What you have to do
In the functional fitness passage, reproduce word for word the part between "What is Functional" and "Pull Through (bodybuilding)", inclusive.

Passage

---

The Benefits of Functional Fitness for Everyday Life
We all have had moments like getting winded on the stairs in the morning, trouble getting out of bed despite getting a good 8 hours of sleep, and feeling like we dedicate so much of our time to exercise only to feel less healthy as time goes on. Why is that? There are lots of reasons for this. Could be an underlying health condition, overly stressed out at work, or most commonly, our training is no good. I spent many years of my life training like a bodybuilder. Pounding protein powders and lifting in isolated, stable movements. I had to get real with myself. I am not the next Chris Bumstead or Arnold, nor do I even want to be if I was. So, I learned about functional fitness. Functional fitness is exercising with the intention to mimic everyday movements. It focuses on strength, mobility, and overall quality of life. I will be referring to all isolated exercises throughout this post as bodybuilding style, but it applies to all styles of training that involve muscles being trained in isolation.
What is Functional Fitness?
Functional movements mimic natural, real-world motions, engaging multiple muscle groups and planes of motion to build strength and coordination for everyday tasks. Bodybuilding movements often isolate specific muscles, which can limit their application outside the gym. Here’s a comparison:
Kettlebell Swing (functional) vs Cable Pull Through (bodybuilding)

---

Provided material
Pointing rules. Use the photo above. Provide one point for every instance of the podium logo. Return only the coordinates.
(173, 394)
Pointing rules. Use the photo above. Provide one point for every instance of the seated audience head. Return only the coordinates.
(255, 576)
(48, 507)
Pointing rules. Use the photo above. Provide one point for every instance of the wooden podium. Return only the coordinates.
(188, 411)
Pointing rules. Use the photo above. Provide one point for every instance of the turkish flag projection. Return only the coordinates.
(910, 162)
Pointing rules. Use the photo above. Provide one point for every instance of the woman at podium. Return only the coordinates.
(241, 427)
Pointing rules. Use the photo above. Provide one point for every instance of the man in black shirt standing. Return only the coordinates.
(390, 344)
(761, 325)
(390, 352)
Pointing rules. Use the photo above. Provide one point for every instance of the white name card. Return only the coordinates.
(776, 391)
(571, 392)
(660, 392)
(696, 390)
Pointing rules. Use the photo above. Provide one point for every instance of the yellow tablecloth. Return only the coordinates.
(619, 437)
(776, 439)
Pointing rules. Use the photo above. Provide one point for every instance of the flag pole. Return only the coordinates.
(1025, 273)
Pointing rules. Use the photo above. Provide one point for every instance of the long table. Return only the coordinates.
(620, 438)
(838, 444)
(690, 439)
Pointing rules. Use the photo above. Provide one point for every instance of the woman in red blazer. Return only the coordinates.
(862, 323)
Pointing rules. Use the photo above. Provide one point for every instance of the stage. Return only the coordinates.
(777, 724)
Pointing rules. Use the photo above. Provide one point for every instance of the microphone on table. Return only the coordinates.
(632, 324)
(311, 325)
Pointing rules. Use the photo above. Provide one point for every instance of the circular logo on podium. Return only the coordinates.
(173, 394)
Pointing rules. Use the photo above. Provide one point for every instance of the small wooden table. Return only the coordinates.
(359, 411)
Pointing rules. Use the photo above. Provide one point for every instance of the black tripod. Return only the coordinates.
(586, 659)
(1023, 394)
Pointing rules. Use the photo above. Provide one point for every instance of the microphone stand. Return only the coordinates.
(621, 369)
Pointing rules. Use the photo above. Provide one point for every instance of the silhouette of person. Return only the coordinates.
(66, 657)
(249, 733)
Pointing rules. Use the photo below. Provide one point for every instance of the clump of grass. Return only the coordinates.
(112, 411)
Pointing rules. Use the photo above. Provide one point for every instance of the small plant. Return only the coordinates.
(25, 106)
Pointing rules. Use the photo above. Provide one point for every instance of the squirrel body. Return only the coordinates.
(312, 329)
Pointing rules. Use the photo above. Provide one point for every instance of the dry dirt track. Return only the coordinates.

---

Response
What is Functional Fitness?
Functional movements mimic natural, real-world motions, engaging multiple muscle groups and planes of motion to build strength and coordination for everyday tasks. Bodybuilding movements often isolate specific muscles, which can limit their application outside the gym. Here’s a comparison:
Kettlebell Swing (functional) vs Cable Pull Through (bodybuilding)